▸ Document text
Notes from Karl Karnaky, Jr.: I first met David when he joined Dr. Kinter’s group as a Postdoctoral Research Associate at the Mount Desert Island Biological Laboratory (MDIBL) in Salsbury Cove in the summer of 1973, shortly after he had completed his Ph.D. in Biochemistry at the University of Maine in Orono. In what would be a harbinger of the publication rate he achieved during his career; David had already published five papers when he arrived at MDIBL [30,31,32,33,34]. I had not known David more than 2 min when he told me his middle initial, “S”, stood for “Superb”. That was my introduction to David’s humorous side, which I have enjoyed all these years. We have been sharing and still are sharing a ton of jokes up until this present day. This “superb” label turned out to be prophetic as David published a long list of important papers.

During David’s 3 years as a postdoctoral research associate, I was able to interact with him on a daily basis. Although most of David’s research interests during my postdoctoral years at MDIBL (1972–1976) were different from mine, I did get the chance to collaborate with him and Larry Renfro on a study in which we localized the critical transporting enzyme, Na⁺/K⁺-ATPase, in winter flounder urinary bladder using ³H-ouabain autoradiography. During the very rough draft stage of writing, one of the three authors submitted a very long paragraph that lumbered and collapsed of its own accord. David wrote next to the paragraph the phrase: “E pluribus unum” (“One out of many”).

The specific projects that David worked on starting as a postdoctoral fellow focused on transport processes, the cause of eggshell thinning, and the effects of various xenobiotic molecules on biological processes. David started this long list of publications with a 1975 paper in Nature [1]. This study focused on prolonged eggshell thinning caused by DDE in the duck. It was the start of a productive collaboration with David Peakall and William B. Kinter.

▸ Entries shown
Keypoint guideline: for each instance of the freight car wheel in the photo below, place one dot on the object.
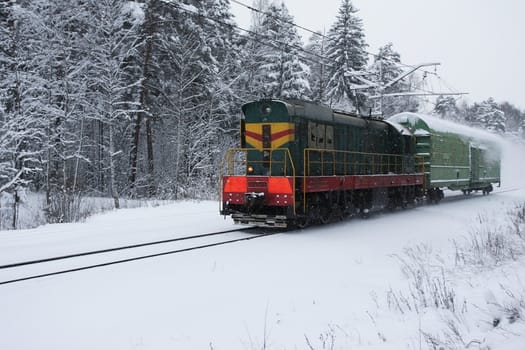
(302, 222)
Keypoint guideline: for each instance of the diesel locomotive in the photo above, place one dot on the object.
(301, 163)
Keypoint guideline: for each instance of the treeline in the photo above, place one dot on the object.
(141, 98)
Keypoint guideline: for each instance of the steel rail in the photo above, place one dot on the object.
(108, 250)
(142, 257)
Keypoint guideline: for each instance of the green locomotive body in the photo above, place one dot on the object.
(302, 162)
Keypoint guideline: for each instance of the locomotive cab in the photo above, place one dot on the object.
(259, 187)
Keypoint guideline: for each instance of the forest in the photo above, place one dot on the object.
(140, 99)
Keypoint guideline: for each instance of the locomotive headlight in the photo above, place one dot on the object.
(266, 109)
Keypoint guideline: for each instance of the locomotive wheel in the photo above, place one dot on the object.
(324, 215)
(302, 222)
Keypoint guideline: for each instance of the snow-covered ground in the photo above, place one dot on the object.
(297, 290)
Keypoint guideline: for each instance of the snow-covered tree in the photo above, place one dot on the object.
(487, 115)
(514, 116)
(21, 92)
(346, 54)
(113, 39)
(283, 73)
(318, 67)
(446, 108)
(386, 68)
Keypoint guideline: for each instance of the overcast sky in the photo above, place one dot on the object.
(479, 43)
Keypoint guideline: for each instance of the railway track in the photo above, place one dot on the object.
(254, 232)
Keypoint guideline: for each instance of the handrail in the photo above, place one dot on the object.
(358, 163)
(364, 163)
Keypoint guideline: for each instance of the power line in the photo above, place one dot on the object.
(314, 32)
(294, 46)
(270, 42)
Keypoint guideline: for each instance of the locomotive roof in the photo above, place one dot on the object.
(422, 124)
(320, 112)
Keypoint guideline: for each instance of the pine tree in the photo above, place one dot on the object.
(318, 68)
(487, 115)
(283, 74)
(446, 108)
(346, 52)
(21, 92)
(113, 39)
(384, 70)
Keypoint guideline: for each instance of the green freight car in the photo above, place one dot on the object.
(456, 157)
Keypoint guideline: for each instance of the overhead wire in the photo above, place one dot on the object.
(274, 43)
(316, 32)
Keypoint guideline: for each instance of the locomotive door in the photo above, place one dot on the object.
(475, 154)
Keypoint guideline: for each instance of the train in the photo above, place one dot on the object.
(301, 163)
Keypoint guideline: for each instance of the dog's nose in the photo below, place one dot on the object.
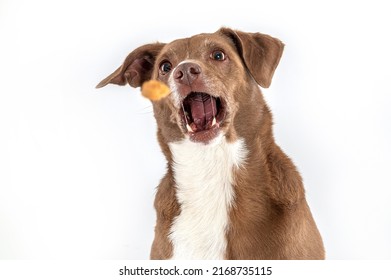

▸ What the exercise asks
According to the notes from Karl Karnaky, Jr., what did David say his middle initial "S" stood for?

▸ Result for this task
"Superb"